*QUOTED PASSAGE*:
I’ve always thought that when a patient is admitted to the hospital, they’re really being discharged from their community. There are many times when bringing a patient into that artificial environment is absolutely the right course of action. But the health care system has to realize that acute care is not the only course of action, and in many case – especially in regards to care for chronic conditions – there are safer, cheaper, better options in providing health care at home.
I have many personal anecdotes of issues in the home that confounded care, and yet there isn’t an imaging device or lab test that can accomplish what a visit to the patient’s home can.
Thanks for this post. I’m a geriatrician and I do housecalls as part of my direct-pay consultation practice.
I do think there is a lot of potential to combine housecalls with remote care, so we can be both high touch and high tech. For instance, I manage a lot of the follow-up by phone, and could do even more if caregivers in the home could collect data electronically. (Most still prefer to write in notebooks however!)
Also, although I’m not sure I want to be using smartphone devices in the actual exam room, they have a lot of potential to facilitate care when providers go into people’s homes.
As my elderly mom has become more debilitated by age and chronic disease, she was just unable to go out to an office, sit in the waiting room and then wait in an exam room for a harried physician to see her. I was lucky enough to find an internal medicine doc who makes house calls. Now, she waits at her home. The doctor sets a two hour window for his visit. On his first visit, I waited with her and found the visit and exam to be unhurried and complete with black bag and stethescope. Now, the doc just emails me a report when he comes for his periodic visits. It’s been a blessing. Back to the future.

*TASK DETAILS*:
Quote the comments on house calls word for word, starting at "Also, although I’m" and ending at "to the future.". The material below comes from a separate source.

*SUPPLIED RECORDS*:
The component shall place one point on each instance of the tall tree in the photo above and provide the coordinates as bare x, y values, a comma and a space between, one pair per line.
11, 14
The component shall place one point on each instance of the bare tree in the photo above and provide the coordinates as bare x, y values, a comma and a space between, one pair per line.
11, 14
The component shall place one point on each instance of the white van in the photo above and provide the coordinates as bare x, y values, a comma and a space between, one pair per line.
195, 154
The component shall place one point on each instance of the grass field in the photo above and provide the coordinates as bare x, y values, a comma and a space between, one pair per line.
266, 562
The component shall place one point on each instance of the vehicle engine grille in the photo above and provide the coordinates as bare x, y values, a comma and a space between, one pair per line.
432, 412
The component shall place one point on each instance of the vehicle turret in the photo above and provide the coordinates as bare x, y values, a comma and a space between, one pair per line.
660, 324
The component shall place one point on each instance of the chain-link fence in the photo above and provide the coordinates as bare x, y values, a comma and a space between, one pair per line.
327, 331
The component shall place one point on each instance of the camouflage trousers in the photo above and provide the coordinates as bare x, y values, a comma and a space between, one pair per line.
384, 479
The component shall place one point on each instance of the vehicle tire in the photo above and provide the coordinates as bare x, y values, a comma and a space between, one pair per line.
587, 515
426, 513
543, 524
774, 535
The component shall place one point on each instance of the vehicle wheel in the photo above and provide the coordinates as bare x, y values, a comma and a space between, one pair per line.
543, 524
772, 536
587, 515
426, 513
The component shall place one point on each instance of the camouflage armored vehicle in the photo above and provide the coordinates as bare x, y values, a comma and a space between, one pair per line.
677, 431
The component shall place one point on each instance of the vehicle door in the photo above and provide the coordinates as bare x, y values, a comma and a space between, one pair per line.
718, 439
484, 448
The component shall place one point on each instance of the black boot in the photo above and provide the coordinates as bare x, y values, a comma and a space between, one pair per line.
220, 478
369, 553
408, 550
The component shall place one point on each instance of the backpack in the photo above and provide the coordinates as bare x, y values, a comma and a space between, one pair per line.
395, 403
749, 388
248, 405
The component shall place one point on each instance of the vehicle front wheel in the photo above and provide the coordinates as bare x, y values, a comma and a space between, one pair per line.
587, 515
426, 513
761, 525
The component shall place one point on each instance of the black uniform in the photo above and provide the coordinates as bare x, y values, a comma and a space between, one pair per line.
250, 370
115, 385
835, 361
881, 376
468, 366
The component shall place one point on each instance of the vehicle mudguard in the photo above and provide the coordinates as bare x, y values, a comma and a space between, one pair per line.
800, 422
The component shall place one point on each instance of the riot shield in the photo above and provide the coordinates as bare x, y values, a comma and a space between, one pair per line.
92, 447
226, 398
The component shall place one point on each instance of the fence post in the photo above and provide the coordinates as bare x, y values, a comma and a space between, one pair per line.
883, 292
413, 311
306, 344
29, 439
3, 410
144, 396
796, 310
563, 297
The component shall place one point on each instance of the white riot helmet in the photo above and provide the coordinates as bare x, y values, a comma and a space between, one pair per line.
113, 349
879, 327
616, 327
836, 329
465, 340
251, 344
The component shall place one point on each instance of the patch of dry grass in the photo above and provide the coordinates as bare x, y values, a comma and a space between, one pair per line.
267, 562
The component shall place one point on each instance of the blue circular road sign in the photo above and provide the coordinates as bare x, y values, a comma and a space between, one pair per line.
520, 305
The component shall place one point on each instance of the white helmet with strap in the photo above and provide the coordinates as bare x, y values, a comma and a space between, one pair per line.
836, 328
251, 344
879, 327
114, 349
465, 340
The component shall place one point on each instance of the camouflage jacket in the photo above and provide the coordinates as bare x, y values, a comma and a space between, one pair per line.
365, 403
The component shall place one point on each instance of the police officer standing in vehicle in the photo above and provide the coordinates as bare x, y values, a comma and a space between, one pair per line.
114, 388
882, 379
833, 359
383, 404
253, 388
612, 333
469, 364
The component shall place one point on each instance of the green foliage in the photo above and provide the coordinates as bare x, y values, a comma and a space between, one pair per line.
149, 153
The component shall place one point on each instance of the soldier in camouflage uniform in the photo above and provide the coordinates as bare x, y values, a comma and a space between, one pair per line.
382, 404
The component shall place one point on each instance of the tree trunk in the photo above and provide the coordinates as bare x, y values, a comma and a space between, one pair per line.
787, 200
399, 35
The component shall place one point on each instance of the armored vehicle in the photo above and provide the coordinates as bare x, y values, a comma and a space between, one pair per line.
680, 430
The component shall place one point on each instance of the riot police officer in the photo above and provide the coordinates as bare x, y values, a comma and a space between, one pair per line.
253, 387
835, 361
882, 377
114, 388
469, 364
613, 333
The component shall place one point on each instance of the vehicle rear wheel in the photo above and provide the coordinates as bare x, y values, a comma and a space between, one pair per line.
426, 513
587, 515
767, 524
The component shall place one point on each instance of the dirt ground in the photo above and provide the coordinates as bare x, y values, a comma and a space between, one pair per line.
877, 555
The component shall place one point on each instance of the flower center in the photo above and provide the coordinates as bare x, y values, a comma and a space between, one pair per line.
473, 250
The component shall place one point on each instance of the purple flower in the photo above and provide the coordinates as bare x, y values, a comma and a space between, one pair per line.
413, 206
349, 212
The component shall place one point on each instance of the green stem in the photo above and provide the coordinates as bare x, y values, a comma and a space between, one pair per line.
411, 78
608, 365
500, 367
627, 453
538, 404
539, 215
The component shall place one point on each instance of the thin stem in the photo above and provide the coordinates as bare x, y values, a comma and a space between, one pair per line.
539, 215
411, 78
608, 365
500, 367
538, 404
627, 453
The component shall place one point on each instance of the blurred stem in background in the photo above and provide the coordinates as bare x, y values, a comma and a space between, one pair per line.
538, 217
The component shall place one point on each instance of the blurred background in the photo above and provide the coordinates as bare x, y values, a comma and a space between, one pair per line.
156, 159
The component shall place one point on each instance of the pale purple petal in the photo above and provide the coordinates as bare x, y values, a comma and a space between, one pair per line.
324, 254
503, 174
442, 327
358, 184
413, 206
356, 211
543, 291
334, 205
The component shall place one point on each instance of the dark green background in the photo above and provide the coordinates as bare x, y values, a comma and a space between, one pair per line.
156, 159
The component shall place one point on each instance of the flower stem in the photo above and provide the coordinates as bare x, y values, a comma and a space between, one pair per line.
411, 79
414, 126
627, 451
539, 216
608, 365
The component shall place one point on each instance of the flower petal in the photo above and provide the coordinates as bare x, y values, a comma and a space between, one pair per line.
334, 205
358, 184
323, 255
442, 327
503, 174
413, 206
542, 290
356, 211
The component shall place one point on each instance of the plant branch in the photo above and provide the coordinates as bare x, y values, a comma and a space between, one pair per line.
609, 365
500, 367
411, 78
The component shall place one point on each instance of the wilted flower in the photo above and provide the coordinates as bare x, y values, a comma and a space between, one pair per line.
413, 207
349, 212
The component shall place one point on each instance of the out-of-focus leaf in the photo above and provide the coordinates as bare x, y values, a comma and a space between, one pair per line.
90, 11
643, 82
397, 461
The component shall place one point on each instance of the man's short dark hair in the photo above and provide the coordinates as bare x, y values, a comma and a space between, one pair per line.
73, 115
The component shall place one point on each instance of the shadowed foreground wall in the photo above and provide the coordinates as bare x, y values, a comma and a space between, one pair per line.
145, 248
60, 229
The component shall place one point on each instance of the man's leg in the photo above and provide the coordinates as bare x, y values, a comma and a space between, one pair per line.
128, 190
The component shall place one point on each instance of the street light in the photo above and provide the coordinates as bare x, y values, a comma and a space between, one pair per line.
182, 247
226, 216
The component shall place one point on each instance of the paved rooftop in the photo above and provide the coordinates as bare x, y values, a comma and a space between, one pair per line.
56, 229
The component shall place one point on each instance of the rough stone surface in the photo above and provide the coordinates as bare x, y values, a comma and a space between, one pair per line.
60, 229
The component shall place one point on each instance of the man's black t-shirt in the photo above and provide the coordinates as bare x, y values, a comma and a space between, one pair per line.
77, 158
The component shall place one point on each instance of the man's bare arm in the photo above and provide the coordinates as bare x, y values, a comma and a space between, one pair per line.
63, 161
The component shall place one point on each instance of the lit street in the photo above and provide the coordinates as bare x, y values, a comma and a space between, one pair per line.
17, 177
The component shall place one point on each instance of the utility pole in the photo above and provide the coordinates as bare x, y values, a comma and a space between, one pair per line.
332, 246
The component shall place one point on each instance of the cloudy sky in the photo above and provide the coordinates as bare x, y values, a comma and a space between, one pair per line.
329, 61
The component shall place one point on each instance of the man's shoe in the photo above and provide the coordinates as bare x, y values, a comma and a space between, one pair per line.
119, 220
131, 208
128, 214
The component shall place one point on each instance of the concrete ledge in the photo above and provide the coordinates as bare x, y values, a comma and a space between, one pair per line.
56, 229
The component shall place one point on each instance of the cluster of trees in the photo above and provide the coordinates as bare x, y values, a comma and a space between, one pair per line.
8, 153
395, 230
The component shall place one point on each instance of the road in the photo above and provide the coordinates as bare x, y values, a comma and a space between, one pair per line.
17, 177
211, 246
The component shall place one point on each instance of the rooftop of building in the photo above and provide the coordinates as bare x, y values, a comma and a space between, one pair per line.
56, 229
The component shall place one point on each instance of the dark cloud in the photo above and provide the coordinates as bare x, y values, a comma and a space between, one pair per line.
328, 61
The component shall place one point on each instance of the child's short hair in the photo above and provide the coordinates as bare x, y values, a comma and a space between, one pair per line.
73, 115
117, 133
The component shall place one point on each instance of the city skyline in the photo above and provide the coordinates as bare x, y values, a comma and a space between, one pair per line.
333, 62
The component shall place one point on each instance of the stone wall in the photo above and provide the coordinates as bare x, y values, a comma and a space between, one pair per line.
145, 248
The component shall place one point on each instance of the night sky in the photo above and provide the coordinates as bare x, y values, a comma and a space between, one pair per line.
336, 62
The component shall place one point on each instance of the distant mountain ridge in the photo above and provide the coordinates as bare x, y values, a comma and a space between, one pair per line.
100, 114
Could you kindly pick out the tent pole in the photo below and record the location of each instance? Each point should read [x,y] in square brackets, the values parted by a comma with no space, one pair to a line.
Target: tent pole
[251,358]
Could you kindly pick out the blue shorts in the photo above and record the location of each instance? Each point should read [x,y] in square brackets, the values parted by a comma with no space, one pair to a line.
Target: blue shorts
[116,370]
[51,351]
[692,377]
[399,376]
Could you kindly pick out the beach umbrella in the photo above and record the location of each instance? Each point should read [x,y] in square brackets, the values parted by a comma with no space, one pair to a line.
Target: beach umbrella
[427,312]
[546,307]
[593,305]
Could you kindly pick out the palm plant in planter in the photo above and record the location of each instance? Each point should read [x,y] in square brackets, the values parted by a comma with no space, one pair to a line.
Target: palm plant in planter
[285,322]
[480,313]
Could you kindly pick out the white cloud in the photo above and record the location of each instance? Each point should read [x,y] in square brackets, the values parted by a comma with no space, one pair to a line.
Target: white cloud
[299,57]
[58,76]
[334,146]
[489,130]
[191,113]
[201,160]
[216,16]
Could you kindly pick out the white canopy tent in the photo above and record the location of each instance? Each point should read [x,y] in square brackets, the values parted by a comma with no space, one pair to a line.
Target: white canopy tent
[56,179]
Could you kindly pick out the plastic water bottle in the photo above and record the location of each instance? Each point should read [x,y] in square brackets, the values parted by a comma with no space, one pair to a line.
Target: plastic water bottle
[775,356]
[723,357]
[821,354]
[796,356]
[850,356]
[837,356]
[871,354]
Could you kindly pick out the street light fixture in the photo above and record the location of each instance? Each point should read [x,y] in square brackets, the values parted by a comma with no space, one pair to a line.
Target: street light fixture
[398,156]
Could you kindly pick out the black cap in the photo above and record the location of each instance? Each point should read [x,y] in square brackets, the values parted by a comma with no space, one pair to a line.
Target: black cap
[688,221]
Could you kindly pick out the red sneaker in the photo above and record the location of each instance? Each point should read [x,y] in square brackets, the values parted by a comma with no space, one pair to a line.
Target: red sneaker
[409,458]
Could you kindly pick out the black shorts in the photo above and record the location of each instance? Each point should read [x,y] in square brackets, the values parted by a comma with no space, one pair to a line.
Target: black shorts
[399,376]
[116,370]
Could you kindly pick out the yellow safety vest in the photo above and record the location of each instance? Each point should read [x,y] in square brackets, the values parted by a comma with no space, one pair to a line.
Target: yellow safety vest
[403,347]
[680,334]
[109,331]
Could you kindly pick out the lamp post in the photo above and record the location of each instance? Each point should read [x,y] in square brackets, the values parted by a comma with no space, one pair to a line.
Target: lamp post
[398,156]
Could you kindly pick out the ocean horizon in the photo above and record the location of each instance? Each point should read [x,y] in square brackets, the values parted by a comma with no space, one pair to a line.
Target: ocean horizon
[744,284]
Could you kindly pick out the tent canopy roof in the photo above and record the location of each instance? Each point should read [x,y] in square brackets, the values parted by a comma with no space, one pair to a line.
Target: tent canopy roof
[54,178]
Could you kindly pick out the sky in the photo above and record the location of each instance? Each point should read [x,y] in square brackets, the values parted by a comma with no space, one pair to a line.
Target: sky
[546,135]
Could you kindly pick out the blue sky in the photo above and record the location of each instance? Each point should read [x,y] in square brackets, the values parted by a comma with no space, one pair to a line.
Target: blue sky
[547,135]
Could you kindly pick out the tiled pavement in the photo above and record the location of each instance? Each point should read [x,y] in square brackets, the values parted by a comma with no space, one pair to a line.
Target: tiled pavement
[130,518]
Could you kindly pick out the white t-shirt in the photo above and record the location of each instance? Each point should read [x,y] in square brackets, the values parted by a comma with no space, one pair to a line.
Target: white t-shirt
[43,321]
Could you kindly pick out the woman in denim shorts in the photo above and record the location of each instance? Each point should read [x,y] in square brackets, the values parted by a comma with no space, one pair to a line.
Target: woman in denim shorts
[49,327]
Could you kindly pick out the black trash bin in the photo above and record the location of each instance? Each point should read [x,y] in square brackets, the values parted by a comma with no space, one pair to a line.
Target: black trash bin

*WRITTEN SOLUTION*:
Also, although I’m not sure I want to be using smartphone devices in the actual exam room, they have a lot of potential to facilitate care when providers go into people’s homes.
As my elderly mom has become more debilitated by age and chronic disease, she was just unable to go out to an office, sit in the waiting room and then wait in an exam room for a harried physician to see her. I was lucky enough to find an internal medicine doc who makes house calls. Now, she waits at her home. The doctor sets a two hour window for his visit. On his first visit, I waited with her and found the visit and exam to be unhurried and complete with black bag and stethescope. Now, the doc just emails me a report when he comes for his periodic visits. It’s been a blessing. Back to the future.